++++ Data provided

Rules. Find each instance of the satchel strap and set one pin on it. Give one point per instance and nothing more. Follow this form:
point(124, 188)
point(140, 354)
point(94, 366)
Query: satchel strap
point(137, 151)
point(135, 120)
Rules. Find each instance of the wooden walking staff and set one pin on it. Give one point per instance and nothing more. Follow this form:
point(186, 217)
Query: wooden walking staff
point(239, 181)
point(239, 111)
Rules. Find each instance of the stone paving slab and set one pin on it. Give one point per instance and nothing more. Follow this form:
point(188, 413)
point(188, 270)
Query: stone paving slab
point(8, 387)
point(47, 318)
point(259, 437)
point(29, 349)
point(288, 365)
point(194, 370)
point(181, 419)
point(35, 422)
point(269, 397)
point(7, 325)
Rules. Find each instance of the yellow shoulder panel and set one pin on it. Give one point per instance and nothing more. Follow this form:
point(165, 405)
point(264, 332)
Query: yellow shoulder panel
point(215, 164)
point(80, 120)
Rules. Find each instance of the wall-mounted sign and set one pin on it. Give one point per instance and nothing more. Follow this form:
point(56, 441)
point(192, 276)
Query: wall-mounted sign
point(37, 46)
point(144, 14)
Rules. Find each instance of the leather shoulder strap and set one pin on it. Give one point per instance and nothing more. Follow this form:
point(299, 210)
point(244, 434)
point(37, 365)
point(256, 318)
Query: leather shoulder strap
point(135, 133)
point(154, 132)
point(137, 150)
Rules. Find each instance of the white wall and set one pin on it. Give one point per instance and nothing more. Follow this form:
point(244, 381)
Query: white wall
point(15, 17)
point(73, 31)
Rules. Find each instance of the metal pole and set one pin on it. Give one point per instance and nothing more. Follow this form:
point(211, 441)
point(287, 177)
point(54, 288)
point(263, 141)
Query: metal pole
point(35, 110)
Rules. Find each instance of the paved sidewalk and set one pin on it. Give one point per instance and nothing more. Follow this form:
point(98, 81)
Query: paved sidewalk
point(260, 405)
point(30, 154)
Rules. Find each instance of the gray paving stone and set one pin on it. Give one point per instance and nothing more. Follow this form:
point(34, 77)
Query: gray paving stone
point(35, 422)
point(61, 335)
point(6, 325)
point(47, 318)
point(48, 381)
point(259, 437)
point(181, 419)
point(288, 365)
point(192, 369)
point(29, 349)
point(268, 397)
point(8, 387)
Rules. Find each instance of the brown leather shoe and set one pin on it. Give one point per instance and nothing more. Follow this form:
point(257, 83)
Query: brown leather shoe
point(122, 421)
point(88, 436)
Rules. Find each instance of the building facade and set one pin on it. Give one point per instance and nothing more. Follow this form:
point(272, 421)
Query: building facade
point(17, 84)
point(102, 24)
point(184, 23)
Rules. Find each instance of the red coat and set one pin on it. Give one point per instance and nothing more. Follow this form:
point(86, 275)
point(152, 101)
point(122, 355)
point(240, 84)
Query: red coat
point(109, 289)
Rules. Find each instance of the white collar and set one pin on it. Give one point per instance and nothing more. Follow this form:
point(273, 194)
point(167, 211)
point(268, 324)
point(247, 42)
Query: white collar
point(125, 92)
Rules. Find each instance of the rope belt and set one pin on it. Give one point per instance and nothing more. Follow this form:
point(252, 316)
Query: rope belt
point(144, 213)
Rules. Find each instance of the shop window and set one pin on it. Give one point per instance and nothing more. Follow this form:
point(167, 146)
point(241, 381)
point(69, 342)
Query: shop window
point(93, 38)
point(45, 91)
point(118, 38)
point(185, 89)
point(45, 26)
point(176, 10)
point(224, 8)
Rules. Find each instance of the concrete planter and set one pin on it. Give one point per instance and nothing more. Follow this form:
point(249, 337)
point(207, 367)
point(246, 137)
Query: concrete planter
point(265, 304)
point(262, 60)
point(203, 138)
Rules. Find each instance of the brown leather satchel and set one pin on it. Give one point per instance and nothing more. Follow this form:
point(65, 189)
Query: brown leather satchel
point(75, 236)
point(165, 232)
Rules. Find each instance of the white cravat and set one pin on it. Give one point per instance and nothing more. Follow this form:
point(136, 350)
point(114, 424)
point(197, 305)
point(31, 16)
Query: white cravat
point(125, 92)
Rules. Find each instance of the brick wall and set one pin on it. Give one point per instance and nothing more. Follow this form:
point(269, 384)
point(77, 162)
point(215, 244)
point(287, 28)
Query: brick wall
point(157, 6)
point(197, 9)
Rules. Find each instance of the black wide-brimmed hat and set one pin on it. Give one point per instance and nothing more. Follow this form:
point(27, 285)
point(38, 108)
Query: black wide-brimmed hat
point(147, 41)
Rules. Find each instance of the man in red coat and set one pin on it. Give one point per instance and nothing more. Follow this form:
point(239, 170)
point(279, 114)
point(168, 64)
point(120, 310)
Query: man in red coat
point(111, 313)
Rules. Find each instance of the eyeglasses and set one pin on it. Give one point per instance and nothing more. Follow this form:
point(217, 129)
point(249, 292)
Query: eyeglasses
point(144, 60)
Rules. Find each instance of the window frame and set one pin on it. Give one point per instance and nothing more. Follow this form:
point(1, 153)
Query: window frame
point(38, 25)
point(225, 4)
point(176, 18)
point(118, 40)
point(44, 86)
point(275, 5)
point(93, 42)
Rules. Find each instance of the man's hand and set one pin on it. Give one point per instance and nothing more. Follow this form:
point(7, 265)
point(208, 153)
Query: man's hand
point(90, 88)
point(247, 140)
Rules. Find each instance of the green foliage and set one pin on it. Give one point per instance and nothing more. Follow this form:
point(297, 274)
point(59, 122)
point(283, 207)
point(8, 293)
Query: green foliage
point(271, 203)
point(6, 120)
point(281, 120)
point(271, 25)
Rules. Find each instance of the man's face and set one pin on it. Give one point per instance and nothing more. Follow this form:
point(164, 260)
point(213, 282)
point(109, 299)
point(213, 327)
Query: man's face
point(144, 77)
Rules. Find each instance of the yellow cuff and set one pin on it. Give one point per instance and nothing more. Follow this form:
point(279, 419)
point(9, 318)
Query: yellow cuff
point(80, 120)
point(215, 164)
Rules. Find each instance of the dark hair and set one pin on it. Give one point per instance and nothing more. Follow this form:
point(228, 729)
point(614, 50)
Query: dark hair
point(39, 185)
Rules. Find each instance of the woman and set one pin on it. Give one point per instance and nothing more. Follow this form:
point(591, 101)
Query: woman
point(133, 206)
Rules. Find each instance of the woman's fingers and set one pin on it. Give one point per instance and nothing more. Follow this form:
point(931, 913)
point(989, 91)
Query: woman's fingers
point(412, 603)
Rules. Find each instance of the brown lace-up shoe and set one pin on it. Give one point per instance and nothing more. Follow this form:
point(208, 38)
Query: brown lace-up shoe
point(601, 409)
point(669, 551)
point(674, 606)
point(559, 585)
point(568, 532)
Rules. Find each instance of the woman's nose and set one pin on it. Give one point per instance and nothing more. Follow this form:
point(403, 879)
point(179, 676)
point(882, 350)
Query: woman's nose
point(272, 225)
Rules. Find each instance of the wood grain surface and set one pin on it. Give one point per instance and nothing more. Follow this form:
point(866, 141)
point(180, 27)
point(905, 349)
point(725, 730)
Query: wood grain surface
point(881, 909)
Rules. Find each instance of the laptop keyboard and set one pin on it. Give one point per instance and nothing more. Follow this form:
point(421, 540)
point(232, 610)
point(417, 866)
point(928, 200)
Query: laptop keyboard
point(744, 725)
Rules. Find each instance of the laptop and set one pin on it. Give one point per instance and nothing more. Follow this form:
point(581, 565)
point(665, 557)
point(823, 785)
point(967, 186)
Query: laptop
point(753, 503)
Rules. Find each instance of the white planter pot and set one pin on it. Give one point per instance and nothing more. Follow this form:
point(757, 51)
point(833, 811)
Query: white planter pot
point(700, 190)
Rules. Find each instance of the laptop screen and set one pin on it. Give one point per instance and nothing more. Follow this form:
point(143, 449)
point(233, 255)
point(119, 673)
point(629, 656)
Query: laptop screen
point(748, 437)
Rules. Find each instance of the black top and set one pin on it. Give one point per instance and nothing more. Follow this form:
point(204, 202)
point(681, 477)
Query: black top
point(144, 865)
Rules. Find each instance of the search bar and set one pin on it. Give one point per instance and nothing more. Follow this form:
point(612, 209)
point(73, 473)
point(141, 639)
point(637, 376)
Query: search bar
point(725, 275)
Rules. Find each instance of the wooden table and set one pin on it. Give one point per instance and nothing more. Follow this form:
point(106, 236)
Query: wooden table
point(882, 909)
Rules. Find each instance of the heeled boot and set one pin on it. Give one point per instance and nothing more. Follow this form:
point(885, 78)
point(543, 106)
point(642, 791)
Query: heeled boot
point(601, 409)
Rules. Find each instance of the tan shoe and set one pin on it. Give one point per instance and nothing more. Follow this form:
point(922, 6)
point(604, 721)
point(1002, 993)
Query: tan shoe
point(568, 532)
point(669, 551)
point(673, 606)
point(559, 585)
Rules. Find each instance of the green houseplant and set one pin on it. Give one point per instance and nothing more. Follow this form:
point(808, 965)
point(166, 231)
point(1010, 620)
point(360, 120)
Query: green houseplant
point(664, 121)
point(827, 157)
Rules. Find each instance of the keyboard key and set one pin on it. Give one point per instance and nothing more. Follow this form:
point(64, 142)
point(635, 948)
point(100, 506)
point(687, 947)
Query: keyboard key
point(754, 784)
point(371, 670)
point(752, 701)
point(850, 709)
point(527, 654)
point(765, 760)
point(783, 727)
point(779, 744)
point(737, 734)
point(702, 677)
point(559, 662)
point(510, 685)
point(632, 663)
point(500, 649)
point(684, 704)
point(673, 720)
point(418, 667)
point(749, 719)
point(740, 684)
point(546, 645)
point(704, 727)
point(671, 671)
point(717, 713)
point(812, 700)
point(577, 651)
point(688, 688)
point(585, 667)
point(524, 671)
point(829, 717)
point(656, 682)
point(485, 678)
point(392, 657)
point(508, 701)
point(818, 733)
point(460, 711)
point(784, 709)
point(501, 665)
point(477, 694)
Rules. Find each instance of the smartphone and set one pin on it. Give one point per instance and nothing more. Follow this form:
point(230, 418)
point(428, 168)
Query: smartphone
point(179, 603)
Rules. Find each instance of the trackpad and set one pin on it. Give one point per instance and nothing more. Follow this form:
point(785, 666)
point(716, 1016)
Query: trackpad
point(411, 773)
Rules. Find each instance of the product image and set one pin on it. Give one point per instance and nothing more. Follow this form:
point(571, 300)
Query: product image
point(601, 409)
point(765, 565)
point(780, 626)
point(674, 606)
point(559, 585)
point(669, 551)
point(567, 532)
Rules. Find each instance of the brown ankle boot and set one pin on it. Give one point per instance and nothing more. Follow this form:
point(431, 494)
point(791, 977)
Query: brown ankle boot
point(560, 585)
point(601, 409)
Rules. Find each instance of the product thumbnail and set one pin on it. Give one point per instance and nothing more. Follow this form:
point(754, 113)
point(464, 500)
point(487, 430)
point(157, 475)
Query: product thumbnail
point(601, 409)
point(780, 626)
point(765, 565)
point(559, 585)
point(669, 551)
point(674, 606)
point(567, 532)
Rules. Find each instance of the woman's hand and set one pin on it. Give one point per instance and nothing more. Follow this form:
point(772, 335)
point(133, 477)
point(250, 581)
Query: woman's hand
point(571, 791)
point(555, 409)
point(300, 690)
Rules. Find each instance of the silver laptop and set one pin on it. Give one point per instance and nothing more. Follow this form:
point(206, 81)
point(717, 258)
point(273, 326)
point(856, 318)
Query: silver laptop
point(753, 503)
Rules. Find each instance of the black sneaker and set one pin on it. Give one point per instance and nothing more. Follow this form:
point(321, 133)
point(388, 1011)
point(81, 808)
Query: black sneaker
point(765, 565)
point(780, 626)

++++++++

**Given instruction**
Edit the data from its first line through the line containing "point(135, 120)", changing "satchel strap" to "messenger bag strap" and leaving everything else as it is. Return only those lines.

**Answer below**
Rules. Find each instance of the messenger bag strap and set one pin on it. Give one point per instance and nothing more. Follow this form:
point(124, 188)
point(140, 354)
point(94, 366)
Query: messenger bag strap
point(137, 151)
point(135, 120)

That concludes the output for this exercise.